Problem details | Please pull out every line of the material below that contains the word "after".

━━━━━━━━━━━━━━━━━━━━

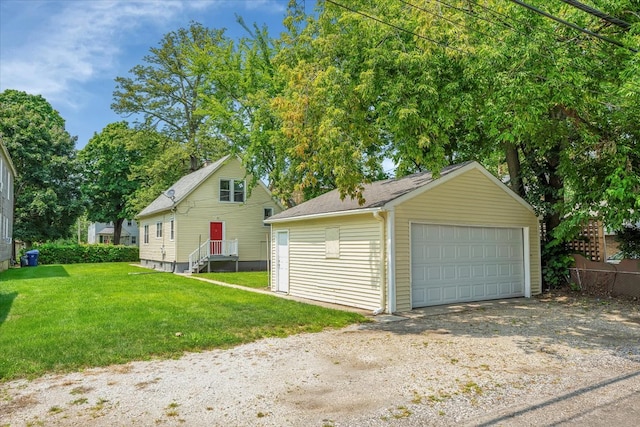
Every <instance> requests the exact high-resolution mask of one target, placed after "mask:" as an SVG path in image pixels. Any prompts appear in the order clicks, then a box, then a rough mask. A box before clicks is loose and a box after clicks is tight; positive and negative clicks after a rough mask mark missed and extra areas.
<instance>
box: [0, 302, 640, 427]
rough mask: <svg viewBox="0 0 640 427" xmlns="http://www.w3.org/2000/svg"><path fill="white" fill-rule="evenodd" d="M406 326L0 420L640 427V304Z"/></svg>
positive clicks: (48, 402)
mask: <svg viewBox="0 0 640 427" xmlns="http://www.w3.org/2000/svg"><path fill="white" fill-rule="evenodd" d="M396 317H398V316H396ZM401 319H402V320H399V321H391V320H397V319H396V318H391V317H389V318H387V319H385V317H379V318H378V320H380V321H378V322H374V323H370V324H363V325H354V326H350V327H347V328H343V329H339V330H330V331H325V332H321V333H316V334H302V335H296V336H291V337H288V338H284V339H277V338H273V339H265V340H261V341H258V342H255V343H251V344H247V345H242V346H239V347H236V348H233V349H229V350H214V351H208V352H202V353H191V354H186V355H185V356H184V357H182V358H181V359H179V360H164V361H150V362H134V363H128V364H126V365H122V366H119V367H108V368H101V369H90V370H87V371H84V372H78V373H73V374H69V375H64V376H45V377H42V378H39V379H35V380H33V381H25V380H20V381H12V382H8V383H3V384H0V396H3V399H2V400H1V401H0V419H1V420H2V423H8V424H9V425H11V426H14V425H15V426H18V425H28V424H32V425H37V424H38V423H42V424H44V425H47V426H66V425H91V426H113V425H116V426H120V425H121V426H124V425H207V426H222V425H224V426H247V425H255V426H299V425H309V426H323V427H329V426H335V427H337V426H360V425H366V426H390V425H393V426H424V425H443V426H445V425H550V424H568V425H571V424H573V425H598V424H593V420H596V421H597V420H603V418H600V417H603V416H605V415H606V416H607V417H608V418H607V419H608V420H613V421H615V422H612V423H611V424H612V425H614V424H615V425H617V426H626V425H628V426H632V425H633V426H635V425H636V423H637V419H638V418H637V417H634V415H637V409H634V408H640V305H638V304H637V303H631V302H627V301H618V300H613V299H598V298H592V297H588V296H583V295H580V294H572V293H560V292H557V293H554V294H547V295H544V296H542V297H540V298H538V299H531V300H526V299H517V300H507V301H495V302H488V303H481V304H467V305H464V306H448V307H439V308H429V309H424V310H414V311H413V312H411V313H407V314H405V315H404V316H402V317H401ZM53 385H55V387H52V386H53ZM614 408H615V409H616V410H615V411H613V409H614ZM633 411H636V412H633ZM600 425H601V424H600Z"/></svg>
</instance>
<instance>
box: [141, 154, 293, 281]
mask: <svg viewBox="0 0 640 427" xmlns="http://www.w3.org/2000/svg"><path fill="white" fill-rule="evenodd" d="M249 179H250V178H249V177H247V172H246V170H245V168H244V167H243V166H242V164H241V163H240V161H239V160H238V159H237V158H236V157H232V156H226V157H223V158H222V159H220V160H218V161H217V162H215V163H213V164H209V165H207V166H204V167H203V168H202V169H200V170H197V171H195V172H193V173H191V174H189V175H186V176H184V177H182V178H181V179H180V180H178V182H176V183H175V184H173V185H172V186H171V187H170V188H169V189H168V190H167V191H165V192H164V193H163V194H161V195H160V196H158V198H157V199H156V200H154V201H153V202H152V203H151V204H150V205H149V206H147V207H146V208H145V209H144V210H143V211H142V212H140V214H138V216H137V219H138V224H139V226H140V262H141V264H142V266H146V267H150V268H155V269H160V270H164V271H175V272H183V271H192V272H195V271H199V270H204V269H207V270H209V269H215V270H220V269H222V270H237V269H240V270H266V269H267V263H268V259H269V249H268V244H269V225H268V224H266V223H265V222H264V220H265V219H266V218H268V217H270V216H272V215H274V214H276V213H279V212H280V211H282V207H281V206H280V205H279V204H278V203H277V202H276V201H275V200H274V199H273V197H272V196H271V192H270V191H269V190H268V189H267V187H266V186H265V185H264V184H263V183H262V182H260V181H258V184H257V185H256V186H255V187H254V188H253V189H252V191H251V192H250V194H249V192H248V191H247V181H248V180H249Z"/></svg>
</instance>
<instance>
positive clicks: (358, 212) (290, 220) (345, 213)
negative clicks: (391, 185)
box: [265, 208, 384, 224]
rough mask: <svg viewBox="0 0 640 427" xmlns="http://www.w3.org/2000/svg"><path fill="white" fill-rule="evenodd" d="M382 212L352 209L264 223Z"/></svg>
mask: <svg viewBox="0 0 640 427" xmlns="http://www.w3.org/2000/svg"><path fill="white" fill-rule="evenodd" d="M382 211H384V210H383V209H382V208H366V209H352V210H348V211H333V212H325V213H319V214H310V215H301V216H294V217H287V218H276V219H271V218H269V219H267V220H266V221H265V223H267V224H277V223H281V222H293V221H306V220H310V219H318V218H330V217H338V216H348V215H362V214H366V213H373V212H382ZM285 212H286V211H285Z"/></svg>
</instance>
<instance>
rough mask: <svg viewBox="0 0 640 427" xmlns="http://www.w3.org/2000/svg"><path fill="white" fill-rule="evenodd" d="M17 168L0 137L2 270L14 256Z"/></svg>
mask: <svg viewBox="0 0 640 427" xmlns="http://www.w3.org/2000/svg"><path fill="white" fill-rule="evenodd" d="M16 175H17V172H16V168H15V167H14V166H13V163H12V162H11V157H10V156H9V152H8V151H7V148H6V147H5V146H4V144H3V142H2V139H0V271H3V270H6V269H7V268H9V265H10V262H11V259H12V257H13V244H12V243H13V208H14V206H13V205H14V198H13V188H14V187H13V183H14V182H15V179H16Z"/></svg>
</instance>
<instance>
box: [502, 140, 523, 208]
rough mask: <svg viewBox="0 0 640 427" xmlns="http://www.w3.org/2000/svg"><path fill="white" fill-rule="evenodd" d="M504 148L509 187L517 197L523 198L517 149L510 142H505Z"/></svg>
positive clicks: (519, 163)
mask: <svg viewBox="0 0 640 427" xmlns="http://www.w3.org/2000/svg"><path fill="white" fill-rule="evenodd" d="M504 148H505V154H506V157H507V168H508V169H509V185H510V186H511V189H512V190H513V191H515V193H516V194H517V195H519V196H520V197H524V196H525V195H526V194H525V192H524V186H523V185H522V171H521V166H520V154H519V153H518V147H517V146H516V145H515V144H513V143H511V142H507V143H506V145H505V147H504Z"/></svg>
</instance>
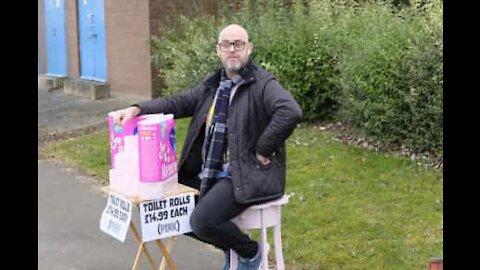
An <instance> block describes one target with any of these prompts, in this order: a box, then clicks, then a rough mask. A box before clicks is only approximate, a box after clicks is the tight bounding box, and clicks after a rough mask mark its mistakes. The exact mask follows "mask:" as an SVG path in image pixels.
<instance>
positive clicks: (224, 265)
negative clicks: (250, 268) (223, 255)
mask: <svg viewBox="0 0 480 270" xmlns="http://www.w3.org/2000/svg"><path fill="white" fill-rule="evenodd" d="M224 254H225V265H224V266H223V268H222V270H230V250H227V251H224Z"/></svg>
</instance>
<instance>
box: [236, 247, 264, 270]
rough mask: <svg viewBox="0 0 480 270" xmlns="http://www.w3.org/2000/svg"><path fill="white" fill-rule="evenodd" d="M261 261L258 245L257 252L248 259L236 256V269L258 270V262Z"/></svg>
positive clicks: (258, 267) (258, 263)
mask: <svg viewBox="0 0 480 270" xmlns="http://www.w3.org/2000/svg"><path fill="white" fill-rule="evenodd" d="M261 262H262V249H261V248H260V246H258V251H257V254H256V255H255V256H254V257H253V258H251V259H249V258H243V257H241V256H238V268H237V270H258V268H259V267H260V263H261Z"/></svg>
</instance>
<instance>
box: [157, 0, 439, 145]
mask: <svg viewBox="0 0 480 270" xmlns="http://www.w3.org/2000/svg"><path fill="white" fill-rule="evenodd" d="M284 2H290V3H289V4H288V5H286V4H285V3H284ZM420 2H421V1H411V3H410V5H409V6H406V7H403V8H402V9H401V10H399V9H398V8H395V7H394V6H390V5H389V4H386V3H384V2H378V1H377V2H371V1H361V3H357V2H356V1H348V0H344V1H327V0H317V1H314V0H310V1H282V0H278V1H275V0H261V1H251V0H250V1H248V0H247V1H241V4H240V9H238V10H235V11H232V10H231V9H228V8H222V9H221V10H222V11H221V12H220V14H221V15H222V16H221V17H220V18H216V19H215V18H213V17H208V16H200V17H197V18H190V19H189V18H185V17H181V19H180V20H177V21H175V25H172V27H166V28H163V32H162V38H161V39H160V38H153V39H152V51H153V59H154V61H155V63H156V64H157V65H158V67H159V69H160V73H161V76H162V77H163V79H164V81H165V87H164V88H163V89H161V92H158V93H157V94H158V95H160V94H161V95H171V94H173V93H177V92H179V91H182V90H184V89H186V88H188V87H191V86H193V85H194V84H195V83H198V81H199V80H200V79H201V78H203V77H204V75H205V74H207V73H209V72H212V71H213V70H214V69H215V68H218V66H219V62H218V60H217V57H216V54H215V52H214V50H215V44H216V41H217V40H216V38H217V36H218V31H219V30H220V28H221V27H222V26H225V25H227V24H229V23H239V24H241V25H244V26H245V28H246V29H247V30H248V31H249V35H250V38H251V40H252V42H253V44H254V52H253V54H252V59H253V60H254V62H255V63H258V64H260V65H262V66H263V67H265V68H266V69H267V70H269V71H270V72H272V73H273V74H275V76H276V77H277V79H278V80H279V81H280V82H281V83H282V84H283V85H284V86H285V87H286V88H287V89H288V90H289V91H291V92H292V94H293V95H294V96H295V98H296V99H297V101H298V102H299V104H300V106H301V107H302V109H303V112H304V120H332V119H335V120H340V121H344V122H346V123H349V124H351V125H353V126H356V127H358V128H359V130H360V131H362V132H364V133H365V134H366V135H368V136H370V137H373V138H376V139H378V140H380V141H383V142H388V143H398V144H403V145H406V146H408V147H410V148H412V149H414V150H417V151H434V152H440V151H441V149H442V146H443V144H442V140H443V135H442V134H443V125H442V120H443V101H442V97H443V95H442V89H443V66H442V62H443V35H442V31H443V23H442V16H443V13H442V8H443V7H442V2H441V1H439V0H433V1H429V2H425V1H423V2H425V3H426V4H425V3H422V4H421V5H420V4H419V3H420Z"/></svg>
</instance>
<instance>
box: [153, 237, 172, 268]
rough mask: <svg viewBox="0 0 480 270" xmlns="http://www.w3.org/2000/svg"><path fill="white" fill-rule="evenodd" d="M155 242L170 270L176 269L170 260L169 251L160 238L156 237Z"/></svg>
mask: <svg viewBox="0 0 480 270" xmlns="http://www.w3.org/2000/svg"><path fill="white" fill-rule="evenodd" d="M155 243H156V244H157V246H158V248H159V249H160V251H161V252H162V254H163V258H165V260H166V261H167V266H168V268H169V269H170V270H177V267H176V266H175V263H174V262H173V260H172V257H171V256H170V252H168V250H167V248H166V247H165V245H164V244H163V242H162V240H160V239H157V240H155ZM162 260H163V259H162Z"/></svg>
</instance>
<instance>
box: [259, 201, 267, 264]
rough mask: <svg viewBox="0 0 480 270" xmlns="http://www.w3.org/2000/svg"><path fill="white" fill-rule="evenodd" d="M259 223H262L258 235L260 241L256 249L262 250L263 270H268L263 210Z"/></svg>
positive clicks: (261, 210)
mask: <svg viewBox="0 0 480 270" xmlns="http://www.w3.org/2000/svg"><path fill="white" fill-rule="evenodd" d="M260 213H261V214H260V217H261V223H262V231H261V233H260V236H261V241H260V246H259V247H258V248H261V249H262V262H263V270H268V254H267V252H268V251H267V245H268V243H267V226H266V224H265V220H264V216H263V209H262V210H261V212H260Z"/></svg>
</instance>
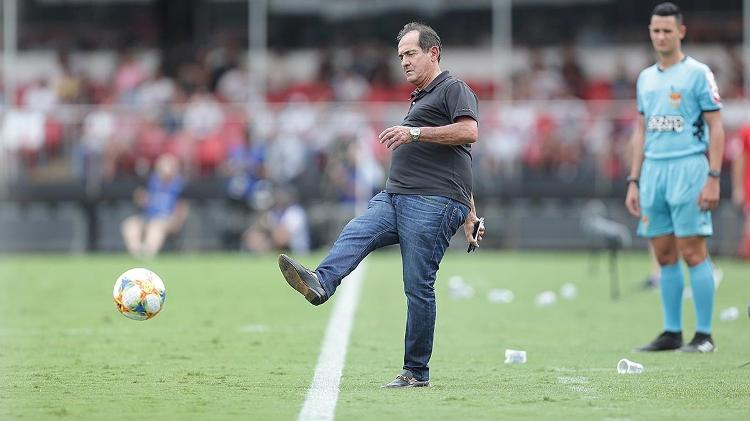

━━━━━━━━━━━━━━━━━━━━

Final answer |
Every <instance> requests the exact high-resolution mask of one target, placed after "mask:" as an SVG path in image pixels. Any prompts appear in the order clicks, then a box, then a rough mask. A box before clicks is loose and a box after clicks is tight; positive and negative clicks after a rough mask mark missed and extra areas.
An <instance> block describes one target with any of these prompts, in this order: a box, then clicks, then a rough mask. A box before clicks is only approximate, a box after clicks is the tight bounding box, and clicks after a rough mask mark its mistakes. The exact mask follows "mask:" as an SVG path in image pixels.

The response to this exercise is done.